━━━━━ Given text

If you have spent some time in Brixx already, you’ll know that your plan consists of components organised into groups and sections. This is your model, used to create forecasts and explore scenarios.


If you’ve come from Xero, you’ll see that your plan has been set up with components named after accounts in your Xero chart of accounts.


A fair question would be:


“Does that mean a Xero account = a Brixx component?”


The answer is important to understanding how Brixx works and how you can make the most of your Brixx plan.


Yes & No! - Revenue Example

Let’s say you have Xero revenue accounts called:


  • 200 Tables

  • 201 Chairs

  • 202 Cabinets 


You’ll have equivalent income components called Tables, Chairs and Cabinets.


This is a completely correct and valid use of income components to model business sales from different product or service categories. In fact, the income component will have a dropdown control for picking the right Xero revenue account to match to.


So in that way, the answer is “yes”. Use income components to represent your revenue accounts.

━━━━━━━━━━
━━━━━ Data listing

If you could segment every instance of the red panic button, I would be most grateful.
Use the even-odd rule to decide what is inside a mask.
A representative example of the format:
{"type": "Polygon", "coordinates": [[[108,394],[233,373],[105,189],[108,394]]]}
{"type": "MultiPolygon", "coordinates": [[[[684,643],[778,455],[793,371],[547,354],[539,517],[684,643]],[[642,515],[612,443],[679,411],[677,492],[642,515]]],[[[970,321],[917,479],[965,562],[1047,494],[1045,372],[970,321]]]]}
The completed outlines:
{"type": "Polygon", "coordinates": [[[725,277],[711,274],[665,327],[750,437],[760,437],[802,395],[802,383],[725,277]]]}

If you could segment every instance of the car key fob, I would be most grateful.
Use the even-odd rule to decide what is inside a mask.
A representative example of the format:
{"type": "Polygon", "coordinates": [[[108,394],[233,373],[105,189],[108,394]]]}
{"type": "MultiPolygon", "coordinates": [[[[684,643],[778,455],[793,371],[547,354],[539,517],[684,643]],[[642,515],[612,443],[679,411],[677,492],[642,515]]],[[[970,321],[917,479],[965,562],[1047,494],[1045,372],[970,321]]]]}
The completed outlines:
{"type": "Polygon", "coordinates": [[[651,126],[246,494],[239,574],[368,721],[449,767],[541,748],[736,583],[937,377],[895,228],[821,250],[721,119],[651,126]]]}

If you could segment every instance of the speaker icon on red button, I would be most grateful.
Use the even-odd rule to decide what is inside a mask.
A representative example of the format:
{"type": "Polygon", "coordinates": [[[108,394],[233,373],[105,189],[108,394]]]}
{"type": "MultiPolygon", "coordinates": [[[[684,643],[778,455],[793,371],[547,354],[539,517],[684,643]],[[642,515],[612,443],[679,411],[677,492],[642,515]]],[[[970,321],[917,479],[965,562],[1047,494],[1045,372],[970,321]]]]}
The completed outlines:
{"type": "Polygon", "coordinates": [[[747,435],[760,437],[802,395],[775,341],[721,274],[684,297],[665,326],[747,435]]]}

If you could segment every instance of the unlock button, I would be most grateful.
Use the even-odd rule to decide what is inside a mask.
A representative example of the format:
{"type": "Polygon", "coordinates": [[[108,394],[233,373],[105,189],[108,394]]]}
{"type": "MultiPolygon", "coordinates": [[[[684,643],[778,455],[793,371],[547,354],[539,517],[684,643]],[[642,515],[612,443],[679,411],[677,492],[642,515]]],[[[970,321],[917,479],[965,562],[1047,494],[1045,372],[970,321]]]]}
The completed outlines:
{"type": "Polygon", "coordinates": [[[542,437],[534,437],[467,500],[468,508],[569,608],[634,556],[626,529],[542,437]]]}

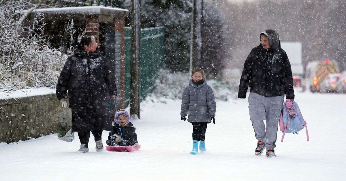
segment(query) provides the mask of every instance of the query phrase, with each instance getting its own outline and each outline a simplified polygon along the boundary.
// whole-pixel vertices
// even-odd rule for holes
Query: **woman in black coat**
[[[117,94],[115,79],[97,47],[94,37],[83,37],[74,54],[66,60],[56,85],[58,99],[69,99],[73,130],[78,132],[81,141],[79,153],[89,151],[90,131],[99,151],[103,149],[102,130],[112,130],[109,99]]]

━━━━━━━━━━

### Exercise set
• 1. In the text on Brixx components, what control does the income component have for matching to a Xero revenue account?
• 2. Please copy the text on Brixx components from "You’ll have equivalent" up to and including "to match to.", swapping "product" for "merchandise".

### Solutions to the exercise
• 1. A dropdown control for picking the right Xero revenue account to match to.

• 2.
You’ll have equivalent income components called Tables, Chairs and Cabinets.


This is a completely correct and valid use of income components to model business sales from different merchandise or service categories. In fact, the income component will have a dropdown control for picking the right Xero revenue account to match to.